Supplied passage:
• • •
For over two decades, Motor City Conventions pretty much had the metro Detroit comic / pop culture convention circuit to themselves, putting on the Motor City Comic Con, the only such large scale convention every spring, and for many of those years, also in the fall. That dynamic changed last year with the launch of Detroit Fanfare in October, a show that focused more on comic books and comic creators and less on other media that MCCC had become known for spotlighting.
Prior to DFF, as well as a planned MCCC fall show that was canceled, I wrote at length about how the modern day comic / pop culture conventions had their roots in Detroit here. And about the history of comic conventions in Detroit, over here. And how the addition of a second major con might reshape the convention landscape, right about here. And, speculated on whether these two shows could play nice together, way over . . . here.
Now, optimist that I always am, I envisioned a future where the metro Detroit area could support two major shows, if strategically placed with respect to each other and continuing their focus on slightly different areas of pop culture so that they would be chasing after a shared but not identical audience. MCCC organizer Michael Goldman, in fact, had demonstrated that this was possible, by putting on the now-defunct Chicago Comicfest in the Windy City, a show that took place several months earlier than the much larger Wizard World Chicago. Much like Detroit Fanfare’s goal was to bring back comic cons of the old days, Comicfest’s intent was to mimic the kind of show WWC was in its original Chicago Comicon days. And to this day, that precedent of sorts continues in Chicago, with pop culture-heavy WWC seemingly and successfully coexisting with the younger comic-oriented Chicago Comic & Entertainment Expo (C2E2).
Since writing that piece, both Detroit Fanfare and Motor City Comic Con have each put on a show. Last fall’s DFF was a success by all accounts, and the large crowds at this past weekend’s MCCC would certainly indicate the same. It’s pretty easy to conclude that each show succeeded doing what they set out to do, and that the model of similar but not identical shows held months apart in the same market can be sustainable. Being the optimist, remember, I like to think of these shows as cohabitors rather than competitors, as long as their reach is in different enough directions at different enough times.
• • •
What to do:
#1 Copy the passage on Detroit comic conventions word for word from "For over two" to "known for spotlighting.".
#2 Name every comic or pop culture convention that the passage on Detroit comic conventions mentions. Count a show's earlier name as the same show.

Data items:
• • •
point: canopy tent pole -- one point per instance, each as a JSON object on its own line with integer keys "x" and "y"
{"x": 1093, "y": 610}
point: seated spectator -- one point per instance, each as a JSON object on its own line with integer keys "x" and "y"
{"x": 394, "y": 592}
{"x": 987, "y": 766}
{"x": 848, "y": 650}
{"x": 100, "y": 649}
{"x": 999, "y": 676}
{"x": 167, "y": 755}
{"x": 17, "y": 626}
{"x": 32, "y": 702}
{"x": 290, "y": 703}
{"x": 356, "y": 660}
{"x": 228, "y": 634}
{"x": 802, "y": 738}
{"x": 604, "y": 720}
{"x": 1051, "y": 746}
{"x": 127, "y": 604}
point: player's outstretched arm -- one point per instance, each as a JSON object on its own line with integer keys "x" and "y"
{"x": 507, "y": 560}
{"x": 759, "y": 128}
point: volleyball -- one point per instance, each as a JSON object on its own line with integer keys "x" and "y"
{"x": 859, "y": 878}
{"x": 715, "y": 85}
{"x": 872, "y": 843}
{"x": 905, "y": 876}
• • •
Correct answers:
#1
For over two decades, Motor City Conventions pretty much had the metro Detroit comic / pop culture convention circuit to themselves, putting on the Motor City Comic Con, the only such large scale convention every spring, and for many of those years, also in the fall. That dynamic changed last year with the launch of Detroit Fanfare in October, a show that focused more on comic books and comic creators and less on other media that MCCC had become known for spotlighting.

#2
- Motor City Comic Con (MCCC)
- Detroit Fanfare (DFF)
- Chicago Comicfest
- Wizard World Chicago (WWC), originally Chicago Comicon
- Chicago Comic & Entertainment Expo (C2E2)